Я не хочу представлять нашу семью неким оторванным от реальной жизни островком «материалистического идеализма». Были у нас и критический взгляд на происходящее, и достаточно жесткие оценки прошлого, и неудовлетворенные бытовые нужды, и систематическая нехватка денег, и неприятие многих глупых императивов, принятых в обществе. Видел я вокруг себя и другие семьи, и другие идеалы. Сейчас для меня именно эти отличия, их природа стали одним из самых главных «внутренних дискурсов». Я пытаюсь понять природу того смертельно опасного раскола, в котором мы существуем и который продолжает с огромной настойчивостью добивать страну. Я хотел бы максимально глубоко и обстоятельно понять, почему родившийся в 1902 году в Костромской губернии Белкин Николай Иванович (мой отец) и родившийся в 1921 году в соседней Ярославской губернии Яковлев Александр Николаевич (член Политбюро ЦК КПСС, «прораб перестройки») столь различны по своим глубинным принципам, по своим ценностям? Почему первый – просто и без пафоса любил свою страну и всю жизнь отдал науке, второй – «тоже-ученый» – стал ее сладострастным палачом? Почему я, родившийся в Ярославле в 1950 году, люблю свою страну во всей ее сложной и противоречивой целостности, а родившаяся со мной в один год в Барановичах Валерия Ильинична Новодворская ненавидит ее с глубокой профессиональной самоотверженностью санитара-истребителя вредных насекомых? И можем ли мы найти компромиссное сосуществование во имя общих для нас высших ценностей?

Задания:
(A) В каком году и в какой губернии, согласно тексту о расколе в стране, родился Белкин Николай Иванович?
(B) Продолжите рассуждение о расколе в стране, начав сразу после его последней фразы.
Этот перечень получен из другого источника.

[Перечень разметки контуров]
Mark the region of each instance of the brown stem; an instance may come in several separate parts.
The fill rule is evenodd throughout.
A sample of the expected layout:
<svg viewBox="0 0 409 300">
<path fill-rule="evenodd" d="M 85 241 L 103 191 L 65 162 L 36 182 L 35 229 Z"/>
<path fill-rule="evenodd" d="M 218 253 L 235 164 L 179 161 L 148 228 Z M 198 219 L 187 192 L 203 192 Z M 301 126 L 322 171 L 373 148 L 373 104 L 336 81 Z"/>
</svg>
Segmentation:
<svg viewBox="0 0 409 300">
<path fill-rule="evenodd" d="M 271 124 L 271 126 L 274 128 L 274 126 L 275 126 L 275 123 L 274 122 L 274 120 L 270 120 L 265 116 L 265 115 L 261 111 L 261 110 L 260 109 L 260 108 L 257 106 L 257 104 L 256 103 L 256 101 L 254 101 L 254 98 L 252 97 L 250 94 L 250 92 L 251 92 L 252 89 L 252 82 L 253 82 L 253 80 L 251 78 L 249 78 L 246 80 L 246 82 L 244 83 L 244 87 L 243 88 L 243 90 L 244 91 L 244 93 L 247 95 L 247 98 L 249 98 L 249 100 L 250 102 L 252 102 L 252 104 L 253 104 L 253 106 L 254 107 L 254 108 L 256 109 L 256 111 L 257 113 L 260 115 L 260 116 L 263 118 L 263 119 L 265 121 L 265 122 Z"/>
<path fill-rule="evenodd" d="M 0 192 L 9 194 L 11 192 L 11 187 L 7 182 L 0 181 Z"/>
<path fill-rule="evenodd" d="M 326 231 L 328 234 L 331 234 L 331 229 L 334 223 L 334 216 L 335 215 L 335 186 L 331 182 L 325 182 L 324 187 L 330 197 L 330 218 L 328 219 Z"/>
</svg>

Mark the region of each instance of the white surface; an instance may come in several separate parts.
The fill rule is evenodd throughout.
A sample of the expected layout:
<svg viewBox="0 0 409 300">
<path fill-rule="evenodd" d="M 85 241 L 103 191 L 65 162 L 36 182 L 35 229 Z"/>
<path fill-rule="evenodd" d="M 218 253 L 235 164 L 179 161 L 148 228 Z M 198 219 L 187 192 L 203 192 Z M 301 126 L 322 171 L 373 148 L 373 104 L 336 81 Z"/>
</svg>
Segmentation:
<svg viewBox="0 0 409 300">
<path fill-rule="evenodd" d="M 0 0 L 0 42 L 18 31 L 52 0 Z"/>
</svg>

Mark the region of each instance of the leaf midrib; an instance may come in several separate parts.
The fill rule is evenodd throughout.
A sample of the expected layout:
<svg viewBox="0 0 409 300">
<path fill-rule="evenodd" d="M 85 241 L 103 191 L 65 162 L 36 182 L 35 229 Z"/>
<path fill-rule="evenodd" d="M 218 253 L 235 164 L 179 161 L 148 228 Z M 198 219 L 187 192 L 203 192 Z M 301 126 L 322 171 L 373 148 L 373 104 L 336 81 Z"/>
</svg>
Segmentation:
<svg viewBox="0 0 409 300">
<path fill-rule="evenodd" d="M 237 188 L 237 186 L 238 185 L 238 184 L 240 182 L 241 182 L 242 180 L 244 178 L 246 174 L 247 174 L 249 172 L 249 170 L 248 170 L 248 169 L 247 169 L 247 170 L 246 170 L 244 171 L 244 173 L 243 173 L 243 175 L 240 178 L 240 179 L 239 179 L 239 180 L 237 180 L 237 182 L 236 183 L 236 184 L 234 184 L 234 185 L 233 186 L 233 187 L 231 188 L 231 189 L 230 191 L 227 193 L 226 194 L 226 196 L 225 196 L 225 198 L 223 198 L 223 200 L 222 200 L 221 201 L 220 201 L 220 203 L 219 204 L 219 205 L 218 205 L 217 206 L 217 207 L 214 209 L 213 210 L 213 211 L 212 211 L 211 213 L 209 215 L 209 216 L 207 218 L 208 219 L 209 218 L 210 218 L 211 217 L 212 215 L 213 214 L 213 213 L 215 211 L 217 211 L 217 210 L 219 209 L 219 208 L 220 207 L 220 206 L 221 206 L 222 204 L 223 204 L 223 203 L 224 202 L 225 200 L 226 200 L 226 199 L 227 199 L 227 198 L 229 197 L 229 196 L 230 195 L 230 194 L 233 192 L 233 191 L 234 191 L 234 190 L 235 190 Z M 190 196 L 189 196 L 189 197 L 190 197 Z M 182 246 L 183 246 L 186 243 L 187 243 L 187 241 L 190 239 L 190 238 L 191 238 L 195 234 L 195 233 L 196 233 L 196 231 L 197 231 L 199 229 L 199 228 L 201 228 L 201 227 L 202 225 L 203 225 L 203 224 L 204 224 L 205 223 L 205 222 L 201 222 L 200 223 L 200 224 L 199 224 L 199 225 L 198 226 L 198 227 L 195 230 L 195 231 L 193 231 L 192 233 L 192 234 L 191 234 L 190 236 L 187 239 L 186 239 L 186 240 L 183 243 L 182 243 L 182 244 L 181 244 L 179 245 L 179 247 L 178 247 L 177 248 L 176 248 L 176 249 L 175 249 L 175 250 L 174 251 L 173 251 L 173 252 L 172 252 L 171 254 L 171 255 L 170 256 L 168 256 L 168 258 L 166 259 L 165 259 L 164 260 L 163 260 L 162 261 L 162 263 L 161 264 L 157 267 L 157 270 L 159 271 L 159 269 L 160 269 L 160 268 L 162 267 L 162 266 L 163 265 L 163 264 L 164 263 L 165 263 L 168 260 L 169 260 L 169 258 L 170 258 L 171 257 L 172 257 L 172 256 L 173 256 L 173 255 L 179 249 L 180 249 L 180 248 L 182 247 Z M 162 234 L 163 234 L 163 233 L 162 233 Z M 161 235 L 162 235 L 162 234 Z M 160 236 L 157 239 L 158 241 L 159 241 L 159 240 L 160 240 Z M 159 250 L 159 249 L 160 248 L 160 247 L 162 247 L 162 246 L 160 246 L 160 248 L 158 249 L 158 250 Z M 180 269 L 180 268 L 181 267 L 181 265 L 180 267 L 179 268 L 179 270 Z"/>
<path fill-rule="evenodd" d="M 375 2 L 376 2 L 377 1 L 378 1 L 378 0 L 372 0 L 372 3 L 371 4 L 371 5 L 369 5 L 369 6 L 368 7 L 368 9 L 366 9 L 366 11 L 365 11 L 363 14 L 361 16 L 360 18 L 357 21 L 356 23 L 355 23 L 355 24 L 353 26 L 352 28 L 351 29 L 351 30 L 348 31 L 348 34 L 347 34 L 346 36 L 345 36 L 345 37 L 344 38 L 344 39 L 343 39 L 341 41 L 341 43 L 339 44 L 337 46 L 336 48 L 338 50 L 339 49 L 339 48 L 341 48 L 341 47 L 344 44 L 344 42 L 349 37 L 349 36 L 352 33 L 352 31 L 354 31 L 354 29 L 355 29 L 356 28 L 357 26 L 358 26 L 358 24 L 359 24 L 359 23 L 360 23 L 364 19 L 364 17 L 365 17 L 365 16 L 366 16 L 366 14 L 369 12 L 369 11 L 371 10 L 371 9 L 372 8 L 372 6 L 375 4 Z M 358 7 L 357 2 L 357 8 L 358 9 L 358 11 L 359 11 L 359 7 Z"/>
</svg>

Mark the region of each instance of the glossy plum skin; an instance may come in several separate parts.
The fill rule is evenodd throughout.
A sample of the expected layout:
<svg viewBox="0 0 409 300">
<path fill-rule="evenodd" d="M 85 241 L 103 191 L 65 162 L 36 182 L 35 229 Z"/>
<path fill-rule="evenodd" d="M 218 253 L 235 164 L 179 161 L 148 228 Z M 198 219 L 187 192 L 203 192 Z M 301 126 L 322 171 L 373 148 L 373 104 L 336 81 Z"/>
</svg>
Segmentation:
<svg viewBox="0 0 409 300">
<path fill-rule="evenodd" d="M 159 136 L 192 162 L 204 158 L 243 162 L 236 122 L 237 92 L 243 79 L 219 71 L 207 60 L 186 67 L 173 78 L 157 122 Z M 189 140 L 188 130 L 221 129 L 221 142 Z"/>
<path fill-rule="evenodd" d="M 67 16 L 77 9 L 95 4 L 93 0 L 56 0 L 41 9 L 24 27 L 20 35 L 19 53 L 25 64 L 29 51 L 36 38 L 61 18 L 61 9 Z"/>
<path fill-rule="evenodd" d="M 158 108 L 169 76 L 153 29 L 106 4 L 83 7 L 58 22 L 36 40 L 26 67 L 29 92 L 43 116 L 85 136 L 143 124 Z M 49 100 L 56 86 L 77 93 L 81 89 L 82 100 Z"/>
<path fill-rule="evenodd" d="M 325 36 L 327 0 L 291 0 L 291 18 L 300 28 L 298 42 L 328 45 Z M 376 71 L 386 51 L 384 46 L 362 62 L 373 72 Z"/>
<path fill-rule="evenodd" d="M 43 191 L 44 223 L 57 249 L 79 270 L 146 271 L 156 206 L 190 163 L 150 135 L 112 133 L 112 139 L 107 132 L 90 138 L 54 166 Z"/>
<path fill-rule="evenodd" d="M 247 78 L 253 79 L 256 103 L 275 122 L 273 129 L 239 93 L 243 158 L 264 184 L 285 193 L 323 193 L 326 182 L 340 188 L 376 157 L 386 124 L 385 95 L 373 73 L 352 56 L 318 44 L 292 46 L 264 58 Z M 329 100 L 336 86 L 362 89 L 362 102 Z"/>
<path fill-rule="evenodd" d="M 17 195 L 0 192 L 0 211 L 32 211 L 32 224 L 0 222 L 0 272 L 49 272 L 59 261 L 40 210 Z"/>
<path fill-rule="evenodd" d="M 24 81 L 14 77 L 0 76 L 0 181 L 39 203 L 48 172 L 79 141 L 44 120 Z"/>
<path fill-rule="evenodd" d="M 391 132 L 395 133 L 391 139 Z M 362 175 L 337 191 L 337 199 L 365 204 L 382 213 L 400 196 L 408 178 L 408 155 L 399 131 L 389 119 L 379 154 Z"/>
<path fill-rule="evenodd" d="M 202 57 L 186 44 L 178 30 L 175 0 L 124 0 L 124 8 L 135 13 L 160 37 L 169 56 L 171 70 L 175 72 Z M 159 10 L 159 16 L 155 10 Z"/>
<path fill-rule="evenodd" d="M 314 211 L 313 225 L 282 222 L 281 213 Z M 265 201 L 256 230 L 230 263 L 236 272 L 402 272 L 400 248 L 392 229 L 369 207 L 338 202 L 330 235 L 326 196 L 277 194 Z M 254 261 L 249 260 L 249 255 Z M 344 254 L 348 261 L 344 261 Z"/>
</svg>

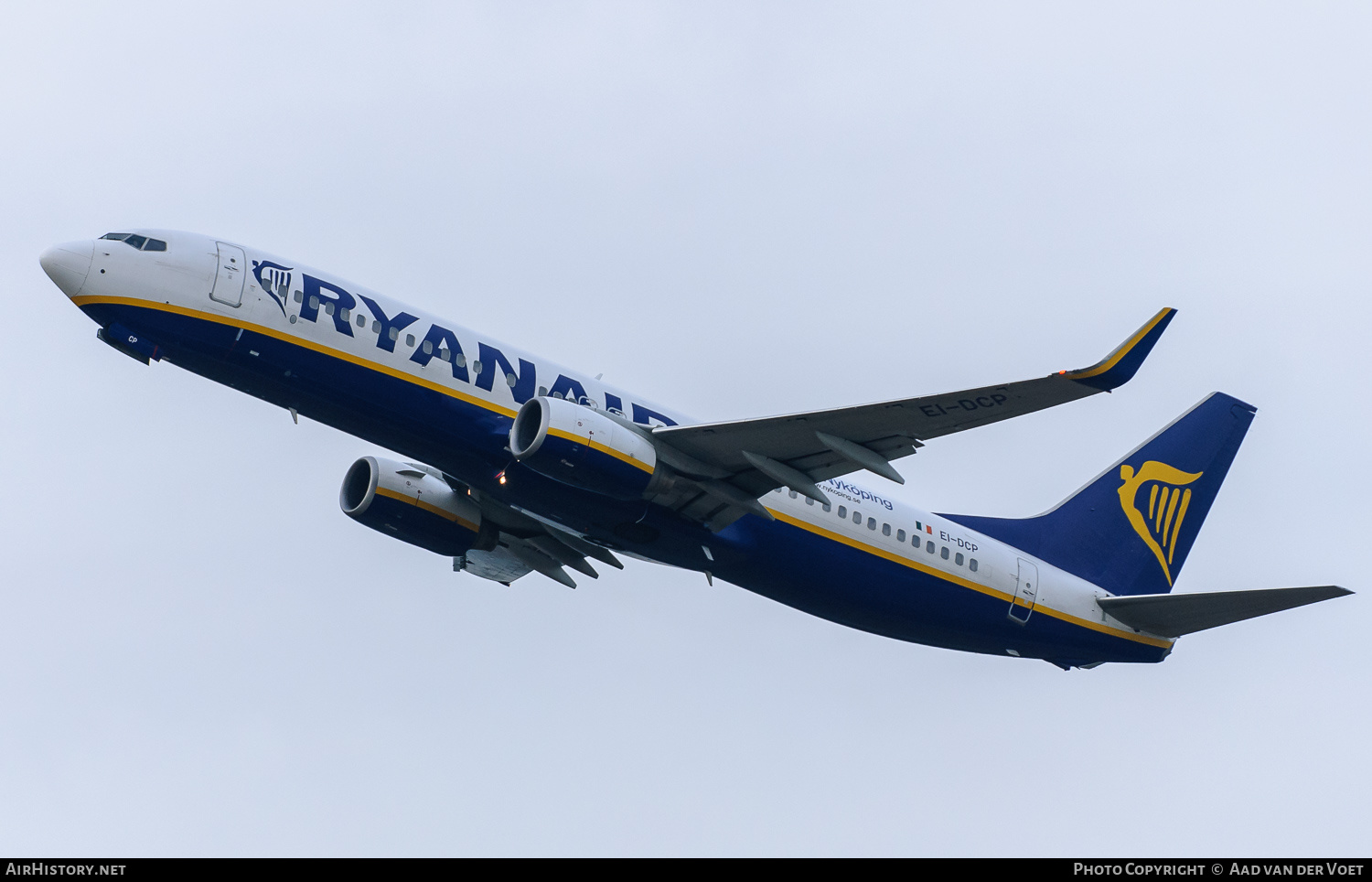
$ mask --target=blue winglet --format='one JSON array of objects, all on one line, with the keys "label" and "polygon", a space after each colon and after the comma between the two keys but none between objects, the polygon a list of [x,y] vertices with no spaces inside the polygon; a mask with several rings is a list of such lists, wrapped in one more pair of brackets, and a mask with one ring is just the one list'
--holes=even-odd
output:
[{"label": "blue winglet", "polygon": [[1152,346],[1168,329],[1168,324],[1176,314],[1177,310],[1165,306],[1104,359],[1081,370],[1063,370],[1062,376],[1098,390],[1113,390],[1117,385],[1124,385],[1139,370],[1139,365],[1152,351]]}]

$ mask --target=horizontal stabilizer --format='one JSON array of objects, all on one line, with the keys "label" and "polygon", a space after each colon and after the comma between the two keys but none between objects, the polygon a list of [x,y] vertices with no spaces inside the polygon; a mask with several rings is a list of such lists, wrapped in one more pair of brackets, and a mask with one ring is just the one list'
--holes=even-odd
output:
[{"label": "horizontal stabilizer", "polygon": [[1353,594],[1353,591],[1336,584],[1316,584],[1299,588],[1258,588],[1255,591],[1103,597],[1099,604],[1102,609],[1131,628],[1159,636],[1181,636],[1345,594]]}]

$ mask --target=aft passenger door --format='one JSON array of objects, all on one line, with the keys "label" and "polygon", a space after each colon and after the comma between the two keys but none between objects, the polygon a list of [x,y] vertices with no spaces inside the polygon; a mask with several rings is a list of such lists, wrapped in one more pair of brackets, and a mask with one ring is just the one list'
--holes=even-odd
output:
[{"label": "aft passenger door", "polygon": [[214,288],[210,299],[237,306],[243,302],[243,265],[247,258],[243,248],[228,243],[215,243],[220,247],[220,269],[214,274]]},{"label": "aft passenger door", "polygon": [[1010,601],[1010,619],[1019,624],[1029,621],[1036,602],[1039,602],[1039,568],[1021,557],[1019,572],[1015,575],[1015,595]]}]

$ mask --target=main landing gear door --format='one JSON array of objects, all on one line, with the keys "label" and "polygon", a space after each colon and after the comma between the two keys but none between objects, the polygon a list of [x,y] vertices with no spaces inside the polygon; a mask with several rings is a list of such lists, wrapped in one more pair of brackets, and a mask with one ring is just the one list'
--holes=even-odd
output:
[{"label": "main landing gear door", "polygon": [[1015,576],[1015,595],[1010,601],[1010,619],[1019,624],[1029,621],[1037,601],[1039,568],[1021,557],[1019,573]]},{"label": "main landing gear door", "polygon": [[211,300],[237,306],[243,302],[243,263],[246,258],[243,248],[228,243],[215,243],[220,247],[220,270],[214,274],[214,291]]}]

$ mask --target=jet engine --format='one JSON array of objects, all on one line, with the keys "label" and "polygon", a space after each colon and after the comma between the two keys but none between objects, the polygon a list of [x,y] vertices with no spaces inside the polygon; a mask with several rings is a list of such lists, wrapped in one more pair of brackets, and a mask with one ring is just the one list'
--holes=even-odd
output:
[{"label": "jet engine", "polygon": [[561,398],[524,402],[510,427],[510,453],[539,475],[616,499],[642,499],[670,480],[643,435]]},{"label": "jet engine", "polygon": [[480,509],[413,462],[362,457],[343,477],[339,505],[377,532],[447,557],[483,545]]}]

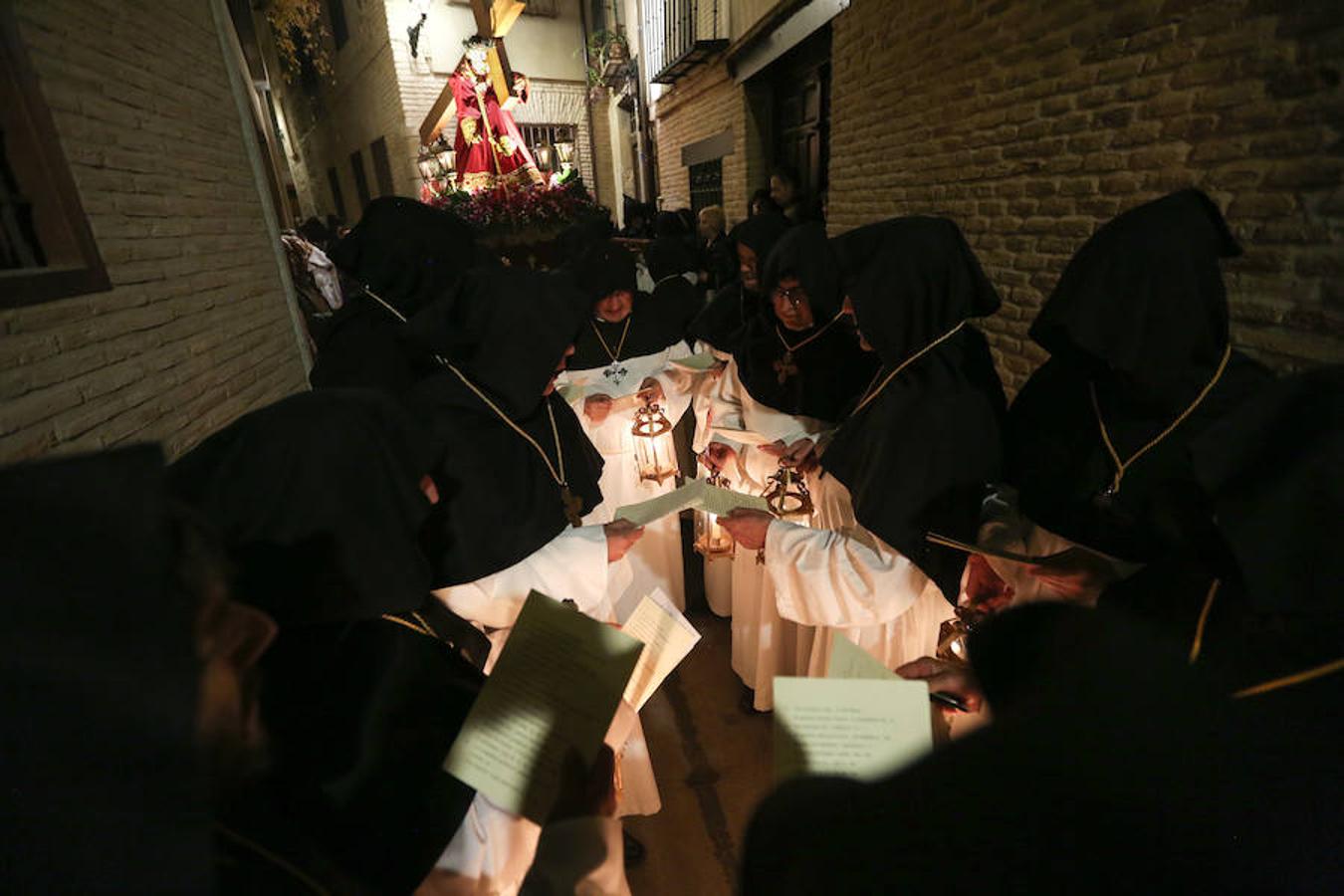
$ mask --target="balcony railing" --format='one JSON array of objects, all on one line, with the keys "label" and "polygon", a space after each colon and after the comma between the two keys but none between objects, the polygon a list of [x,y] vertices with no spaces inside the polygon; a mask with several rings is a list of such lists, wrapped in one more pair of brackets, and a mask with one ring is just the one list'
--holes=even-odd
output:
[{"label": "balcony railing", "polygon": [[669,85],[728,46],[727,0],[649,0],[644,4],[644,52],[649,81]]}]

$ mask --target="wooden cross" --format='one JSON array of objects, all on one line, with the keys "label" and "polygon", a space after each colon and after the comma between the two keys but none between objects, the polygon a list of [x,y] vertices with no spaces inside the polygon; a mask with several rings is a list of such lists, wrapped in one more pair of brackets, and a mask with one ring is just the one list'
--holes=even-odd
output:
[{"label": "wooden cross", "polygon": [[[472,0],[472,15],[476,16],[476,34],[482,38],[493,38],[495,46],[487,54],[491,63],[491,86],[495,89],[495,98],[499,99],[500,109],[512,109],[517,105],[513,94],[513,70],[508,64],[508,54],[504,52],[504,35],[509,32],[517,17],[527,8],[526,0]],[[429,146],[453,118],[453,87],[444,85],[438,99],[430,106],[429,114],[421,122],[421,145]]]}]

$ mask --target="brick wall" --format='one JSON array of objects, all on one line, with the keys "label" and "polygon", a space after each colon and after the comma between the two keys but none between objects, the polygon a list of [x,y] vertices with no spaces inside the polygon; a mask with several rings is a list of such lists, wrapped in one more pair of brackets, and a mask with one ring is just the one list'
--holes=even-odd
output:
[{"label": "brick wall", "polygon": [[208,4],[16,12],[113,289],[0,310],[0,461],[177,454],[302,388]]},{"label": "brick wall", "polygon": [[832,59],[832,231],[956,219],[1005,300],[985,329],[1009,388],[1070,254],[1191,184],[1246,249],[1224,267],[1236,343],[1281,369],[1344,360],[1337,4],[866,0]]},{"label": "brick wall", "polygon": [[681,164],[681,148],[731,130],[732,153],[723,157],[723,211],[730,227],[746,218],[747,199],[765,185],[766,171],[747,93],[732,82],[727,66],[714,62],[677,81],[657,98],[652,114],[663,208],[691,204],[691,171]]},{"label": "brick wall", "polygon": [[621,193],[616,188],[616,163],[612,160],[610,99],[605,94],[593,103],[593,160],[597,167],[593,195],[599,204],[612,210],[612,220],[616,220],[621,208]]}]

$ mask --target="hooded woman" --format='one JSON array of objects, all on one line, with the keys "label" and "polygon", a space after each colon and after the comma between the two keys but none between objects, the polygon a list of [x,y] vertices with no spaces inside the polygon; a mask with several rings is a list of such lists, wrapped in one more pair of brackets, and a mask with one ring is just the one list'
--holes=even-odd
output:
[{"label": "hooded woman", "polygon": [[[472,271],[413,321],[441,364],[410,395],[434,437],[434,594],[489,633],[487,670],[532,590],[606,621],[609,564],[642,532],[582,521],[602,502],[602,457],[555,382],[590,313],[567,275],[508,267]],[[441,885],[515,892],[538,834],[478,795],[438,861]]]},{"label": "hooded woman", "polygon": [[401,196],[375,199],[331,251],[351,289],[317,344],[313,388],[409,390],[427,369],[405,343],[407,318],[445,296],[477,262],[472,230],[453,215]]},{"label": "hooded woman", "polygon": [[430,596],[430,458],[391,399],[324,390],[241,418],[169,472],[223,536],[238,598],[280,626],[259,695],[271,789],[378,892],[425,879],[473,795],[441,764],[489,645]]},{"label": "hooded woman", "polygon": [[[766,195],[769,201],[769,193]],[[695,412],[692,451],[699,454],[710,442],[710,407],[732,349],[747,321],[759,313],[761,269],[770,250],[789,230],[778,212],[753,215],[732,228],[727,242],[734,255],[737,278],[715,290],[710,304],[691,321],[691,340],[698,353],[712,352],[716,364],[699,376],[691,408]],[[720,617],[732,614],[732,564],[704,560],[704,596]]]},{"label": "hooded woman", "polygon": [[[603,461],[602,504],[587,510],[585,523],[610,523],[618,508],[676,486],[672,477],[640,477],[632,427],[645,403],[659,406],[675,426],[689,402],[689,376],[668,364],[689,352],[684,333],[695,298],[694,287],[681,277],[684,271],[675,270],[679,253],[684,254],[683,247],[669,238],[650,246],[649,265],[660,281],[652,296],[636,293],[634,258],[616,243],[594,243],[574,266],[591,310],[574,339],[574,355],[559,383]],[[625,618],[655,588],[685,606],[676,516],[645,527],[644,537],[622,566],[632,575],[613,580],[602,615]]]},{"label": "hooded woman", "polygon": [[[1232,348],[1219,259],[1241,254],[1218,207],[1184,189],[1101,227],[1031,328],[1051,353],[1008,416],[1005,493],[981,537],[1015,600],[1094,602],[1212,532],[1188,446],[1270,380]],[[1016,506],[1013,498],[1016,497]]]},{"label": "hooded woman", "polygon": [[952,614],[965,556],[930,545],[974,535],[1000,473],[1003,387],[969,320],[999,296],[957,226],[896,218],[837,238],[848,308],[882,367],[821,454],[813,528],[734,514],[763,545],[780,614],[817,626],[808,666],[824,676],[837,630],[888,669],[925,654]]},{"label": "hooded woman", "polygon": [[[766,261],[762,294],[708,411],[707,466],[738,492],[765,494],[786,458],[804,457],[872,379],[876,363],[845,324],[840,267],[820,224],[784,235]],[[746,294],[745,294],[746,296]],[[751,552],[732,566],[732,668],[757,709],[774,701],[774,676],[810,652],[781,621],[769,576]]]}]

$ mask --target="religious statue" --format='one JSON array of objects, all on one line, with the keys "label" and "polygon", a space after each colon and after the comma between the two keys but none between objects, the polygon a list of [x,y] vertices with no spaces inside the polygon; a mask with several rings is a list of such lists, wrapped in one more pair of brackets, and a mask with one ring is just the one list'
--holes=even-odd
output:
[{"label": "religious statue", "polygon": [[[466,52],[449,89],[457,109],[457,187],[477,192],[495,187],[535,187],[546,177],[532,161],[523,134],[495,90],[489,52],[493,39],[473,36],[462,42]],[[513,73],[513,95],[527,102],[527,78]]]}]

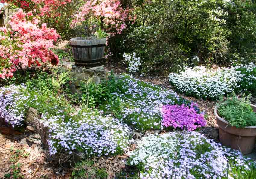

Ответы:
(A) В 1902 году в Костромской губернии.

(B)
Сетования поэта Слуцкого: «Что-то физики в почете, что-то лирики в загоне», – были поэтической шуткой, не более. «Лирики» находились не просто «в почете», а прямо-таки в фаворе. Слава и обласканность властью наших знаменитых «стадионных» поэтов, наших «звезд советской эстрады», наших кинематографистов, писателей, художников были предельными.
***
Восстанавливая тот образ будущего, который существовал в моем воображении в далеком прошлом, могу быть неточен во многих деталях, но при этом я уверен, что существенные, базовые черты передаю правильно. Во всяком случае, о том, к чему пытаюсь пробиться – к ценностному ядру семьи и моему личному, – стараюсь писать правдиво.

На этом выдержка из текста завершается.